João Baptista Galhardo (*)
A dentadura é uma prótese que pode ser retirada e recolocada. Em pesquisa sobre Odontologia colhe-se a informação de que, em 1927, o governo japonês mandou remover parte de um cemitério para construção de via pública. Numa urna de cerâmica foi encontrada, talvez, a primeira dentadura confeccionada no mundo, pertencente a famoso samurai. A peça teria 344 anos. Confeccionada em madeira "tsuguê", árvore nativa do Japão, de grande resistência e ainda hoje utilizada na fabricação de pente. Os dentes foram feitos de pedra sabão de cor marrom.
A dentadura é importante não só por questão de estética anatômica, mas, também fonética. Há uns 60 anos havia alguma resistência em usá-la, como hoje quanto à prótese capilar.

▶ [Linhas de dados]

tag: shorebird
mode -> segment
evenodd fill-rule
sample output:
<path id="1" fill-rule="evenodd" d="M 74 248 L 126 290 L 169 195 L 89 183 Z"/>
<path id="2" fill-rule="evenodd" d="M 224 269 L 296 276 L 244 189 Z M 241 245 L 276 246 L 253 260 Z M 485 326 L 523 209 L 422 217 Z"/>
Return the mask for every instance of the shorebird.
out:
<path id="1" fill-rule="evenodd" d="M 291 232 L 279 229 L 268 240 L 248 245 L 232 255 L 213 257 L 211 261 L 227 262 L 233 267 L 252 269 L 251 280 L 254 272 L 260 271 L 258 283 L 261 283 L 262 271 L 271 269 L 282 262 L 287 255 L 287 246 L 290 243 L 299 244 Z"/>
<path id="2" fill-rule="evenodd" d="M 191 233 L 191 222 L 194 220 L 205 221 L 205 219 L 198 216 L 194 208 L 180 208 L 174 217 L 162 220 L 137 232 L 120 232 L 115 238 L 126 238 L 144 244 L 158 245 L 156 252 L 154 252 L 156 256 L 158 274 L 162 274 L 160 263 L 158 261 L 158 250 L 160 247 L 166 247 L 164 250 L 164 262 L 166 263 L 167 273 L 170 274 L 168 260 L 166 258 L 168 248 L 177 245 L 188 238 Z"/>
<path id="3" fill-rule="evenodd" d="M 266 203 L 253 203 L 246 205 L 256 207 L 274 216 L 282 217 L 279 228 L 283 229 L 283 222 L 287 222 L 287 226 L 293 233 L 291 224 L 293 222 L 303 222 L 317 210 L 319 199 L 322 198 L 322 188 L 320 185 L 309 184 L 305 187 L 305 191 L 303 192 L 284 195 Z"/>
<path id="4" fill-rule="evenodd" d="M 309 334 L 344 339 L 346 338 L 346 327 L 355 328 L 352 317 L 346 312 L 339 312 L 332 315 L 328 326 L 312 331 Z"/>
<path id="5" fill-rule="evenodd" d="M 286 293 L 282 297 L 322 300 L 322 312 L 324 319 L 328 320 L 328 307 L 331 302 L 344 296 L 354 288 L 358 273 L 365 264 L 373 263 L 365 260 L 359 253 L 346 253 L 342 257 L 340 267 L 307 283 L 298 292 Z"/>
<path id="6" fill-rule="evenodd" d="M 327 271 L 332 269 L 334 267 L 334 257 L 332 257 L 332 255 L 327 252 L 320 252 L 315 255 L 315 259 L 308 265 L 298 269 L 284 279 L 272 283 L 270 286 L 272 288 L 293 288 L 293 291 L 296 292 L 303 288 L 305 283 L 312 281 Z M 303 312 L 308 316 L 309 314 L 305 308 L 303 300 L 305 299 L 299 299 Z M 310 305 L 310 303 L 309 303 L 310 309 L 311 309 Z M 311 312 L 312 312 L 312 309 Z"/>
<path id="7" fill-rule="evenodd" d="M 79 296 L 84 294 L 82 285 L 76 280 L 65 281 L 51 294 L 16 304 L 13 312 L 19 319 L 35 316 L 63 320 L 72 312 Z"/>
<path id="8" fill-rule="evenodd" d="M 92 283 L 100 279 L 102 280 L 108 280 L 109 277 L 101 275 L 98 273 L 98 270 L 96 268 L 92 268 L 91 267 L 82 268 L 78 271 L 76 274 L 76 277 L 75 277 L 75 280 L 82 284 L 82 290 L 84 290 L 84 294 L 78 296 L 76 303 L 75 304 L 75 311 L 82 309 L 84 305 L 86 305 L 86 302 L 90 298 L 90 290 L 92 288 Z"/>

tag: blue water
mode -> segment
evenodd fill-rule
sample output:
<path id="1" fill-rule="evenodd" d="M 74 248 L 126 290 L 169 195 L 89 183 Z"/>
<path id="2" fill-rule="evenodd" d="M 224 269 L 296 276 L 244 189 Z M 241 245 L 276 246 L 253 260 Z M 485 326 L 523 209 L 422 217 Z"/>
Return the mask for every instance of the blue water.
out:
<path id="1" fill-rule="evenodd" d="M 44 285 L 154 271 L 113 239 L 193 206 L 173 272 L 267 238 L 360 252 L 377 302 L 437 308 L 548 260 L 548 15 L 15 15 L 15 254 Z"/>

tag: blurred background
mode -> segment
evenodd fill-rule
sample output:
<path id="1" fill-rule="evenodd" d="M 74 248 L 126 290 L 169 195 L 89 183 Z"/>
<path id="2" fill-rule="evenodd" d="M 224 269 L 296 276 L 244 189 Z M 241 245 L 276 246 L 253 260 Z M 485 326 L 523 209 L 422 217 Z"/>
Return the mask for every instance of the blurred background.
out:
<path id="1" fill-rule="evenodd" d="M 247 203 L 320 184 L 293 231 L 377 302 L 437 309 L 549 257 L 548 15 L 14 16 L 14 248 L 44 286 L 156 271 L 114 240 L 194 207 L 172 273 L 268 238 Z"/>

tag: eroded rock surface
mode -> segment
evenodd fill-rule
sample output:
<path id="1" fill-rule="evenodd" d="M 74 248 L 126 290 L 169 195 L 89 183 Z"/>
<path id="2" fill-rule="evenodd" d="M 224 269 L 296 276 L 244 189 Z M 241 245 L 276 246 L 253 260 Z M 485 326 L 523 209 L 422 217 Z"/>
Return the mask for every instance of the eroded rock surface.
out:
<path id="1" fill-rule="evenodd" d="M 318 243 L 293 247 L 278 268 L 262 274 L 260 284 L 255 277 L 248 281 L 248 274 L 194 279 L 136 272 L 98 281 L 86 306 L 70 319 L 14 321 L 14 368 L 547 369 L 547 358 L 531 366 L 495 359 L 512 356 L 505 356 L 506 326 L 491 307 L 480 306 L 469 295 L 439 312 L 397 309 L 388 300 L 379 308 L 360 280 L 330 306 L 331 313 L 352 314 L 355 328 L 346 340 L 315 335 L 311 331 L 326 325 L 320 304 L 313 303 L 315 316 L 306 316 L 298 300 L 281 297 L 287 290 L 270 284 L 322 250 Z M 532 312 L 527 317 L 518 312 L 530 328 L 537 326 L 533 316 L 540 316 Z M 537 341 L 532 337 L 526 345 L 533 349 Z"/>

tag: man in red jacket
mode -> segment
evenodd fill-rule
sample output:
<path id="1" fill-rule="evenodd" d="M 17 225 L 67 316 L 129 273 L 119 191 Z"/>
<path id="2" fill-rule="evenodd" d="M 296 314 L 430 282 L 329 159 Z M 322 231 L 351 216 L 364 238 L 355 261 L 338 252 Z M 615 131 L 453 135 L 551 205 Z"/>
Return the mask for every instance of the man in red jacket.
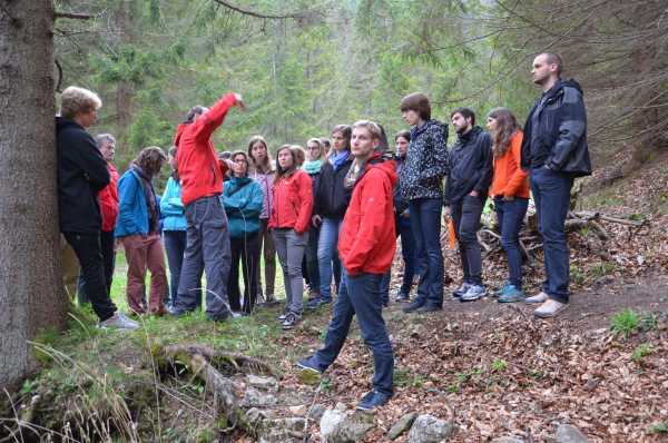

▶ [Tarefa 1] Reescreva em forma de lista o parágrafo do trecho sobre a dentadura que começa com "A dentadura é uma prótese que pode ser retirada", mantendo seus fatos principais.
▶ [Tarefa 2]
Diga se cada afirmação abaixo está de acordo com o trecho sobre a dentadura, respondendo sim ou não e citando as palavras do trecho que decidem a questão.
(a) A dentadura foi encontrada dentro de uma urna de cerâmica.
(b) Os dentes da peça foram feitos de madeira "tsuguê".
(c) A dentadura tem importância apenas estética.
▶ [Tarefa 3] Liste todos os materiais mencionados no trecho sobre a dentadura.

▶ [Resposta 1]
- A dentadura é uma prótese removível.
- Segundo pesquisa sobre Odontologia, em 1927 o governo japonês mandou remover parte de um cemitério para construir uma via pública.
- Numa urna de cerâmica, achou-se talvez a primeira dentadura do mundo, que pertencia a um famoso samurai.
- A peça teria 344 anos.
- Foi feita de madeira "tsuguê", árvore nativa do Japão, muito resistente e ainda usada na fabricação de pentes.
- Os dentes eram de pedra sabão marrom.

▶ [Resposta 2]
(a) Sim: "Numa urna de cerâmica foi encontrada, talvez, a primeira dentadura confeccionada no mundo".
(b) Não: "Os dentes foram feitos de pedra sabão de cor marrom."
(c) Não: "A dentadura é importante não só por questão de estética anatômica, mas, também fonética."

▶ [Resposta 3]
- cerâmica
- madeira "tsuguê"
- pedra sabão